Rewrite each of the entries below with "bounding box" changed to "rectangle", keeping all other text as it stands.

▶ _Record excerpts_:
§ §

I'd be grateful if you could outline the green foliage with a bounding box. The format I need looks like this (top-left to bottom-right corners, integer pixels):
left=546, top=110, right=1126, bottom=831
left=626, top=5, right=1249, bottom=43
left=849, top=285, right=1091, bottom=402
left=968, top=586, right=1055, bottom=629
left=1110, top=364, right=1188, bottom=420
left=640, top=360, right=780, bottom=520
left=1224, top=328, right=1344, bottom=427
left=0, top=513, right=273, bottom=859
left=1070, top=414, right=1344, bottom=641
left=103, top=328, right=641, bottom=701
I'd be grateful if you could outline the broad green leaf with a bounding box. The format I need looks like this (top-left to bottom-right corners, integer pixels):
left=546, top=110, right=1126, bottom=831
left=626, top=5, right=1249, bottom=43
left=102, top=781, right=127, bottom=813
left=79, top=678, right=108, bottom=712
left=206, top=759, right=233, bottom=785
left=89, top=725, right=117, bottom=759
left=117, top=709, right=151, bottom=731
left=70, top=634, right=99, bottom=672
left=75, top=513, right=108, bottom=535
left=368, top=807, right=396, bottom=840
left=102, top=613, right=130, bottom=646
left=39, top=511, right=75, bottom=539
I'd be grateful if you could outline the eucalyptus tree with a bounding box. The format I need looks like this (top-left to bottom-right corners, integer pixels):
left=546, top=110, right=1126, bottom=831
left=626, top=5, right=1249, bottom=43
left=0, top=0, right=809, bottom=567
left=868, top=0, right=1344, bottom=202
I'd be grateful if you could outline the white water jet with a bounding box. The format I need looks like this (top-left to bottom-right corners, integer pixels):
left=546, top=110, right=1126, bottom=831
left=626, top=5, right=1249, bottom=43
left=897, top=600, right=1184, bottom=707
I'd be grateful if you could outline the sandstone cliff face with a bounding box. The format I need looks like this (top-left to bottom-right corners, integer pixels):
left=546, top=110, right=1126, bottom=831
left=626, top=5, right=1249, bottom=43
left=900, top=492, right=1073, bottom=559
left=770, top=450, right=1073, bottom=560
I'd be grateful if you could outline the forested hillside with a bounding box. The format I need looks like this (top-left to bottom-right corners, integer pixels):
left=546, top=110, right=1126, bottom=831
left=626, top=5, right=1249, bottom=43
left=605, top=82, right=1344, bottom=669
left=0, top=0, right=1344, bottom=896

§ §

▶ _Response to this exercise_:
I'd be grateful if you could outline the green foliage with a rectangle. The format I need looks like this (top-left to bottom-right corners, integer pixels):
left=546, top=110, right=1126, bottom=831
left=626, top=5, right=1249, bottom=43
left=849, top=285, right=1091, bottom=402
left=968, top=586, right=1055, bottom=629
left=1110, top=364, right=1188, bottom=420
left=640, top=360, right=780, bottom=520
left=1224, top=328, right=1344, bottom=427
left=0, top=513, right=273, bottom=859
left=1070, top=414, right=1344, bottom=641
left=103, top=328, right=641, bottom=701
I'd be grateful if you could outline the broad green leaf with a rectangle. The format I need looks like this (top-left to bottom-right corners, integer pixels):
left=546, top=110, right=1126, bottom=831
left=626, top=5, right=1249, bottom=43
left=102, top=781, right=127, bottom=813
left=79, top=678, right=108, bottom=712
left=206, top=759, right=233, bottom=785
left=89, top=725, right=117, bottom=759
left=117, top=709, right=151, bottom=731
left=70, top=634, right=99, bottom=672
left=75, top=513, right=108, bottom=535
left=368, top=807, right=396, bottom=840
left=102, top=613, right=130, bottom=646
left=39, top=511, right=75, bottom=539
I'd be grateful if you could outline the eucalyptus tree with a rectangle. The format I need looks like this (top-left to bottom-right corners, integer pixels):
left=546, top=110, right=1126, bottom=831
left=626, top=5, right=1249, bottom=43
left=0, top=0, right=809, bottom=567
left=868, top=0, right=1344, bottom=202
I'd be grateful if you could outline the white water jet with a rectangle. The format I need looks like this (top-left to bottom-right corners, integer pixels):
left=546, top=110, right=1126, bottom=831
left=626, top=5, right=1249, bottom=43
left=897, top=600, right=1184, bottom=707
I'd be grateful if you could outline the sandstone cliff face with a rectangle. The format I need looks like this (top-left to bottom-right corners, integer pixels):
left=546, top=110, right=1126, bottom=831
left=626, top=5, right=1249, bottom=43
left=900, top=492, right=1073, bottom=559
left=770, top=450, right=1073, bottom=560
I'd be grateful if you could outline the forested hillside with a rectangle. The format I need looks like this (top-left to bottom-right corners, integer pixels):
left=546, top=110, right=1126, bottom=831
left=626, top=5, right=1249, bottom=43
left=605, top=82, right=1344, bottom=669
left=0, top=0, right=1344, bottom=896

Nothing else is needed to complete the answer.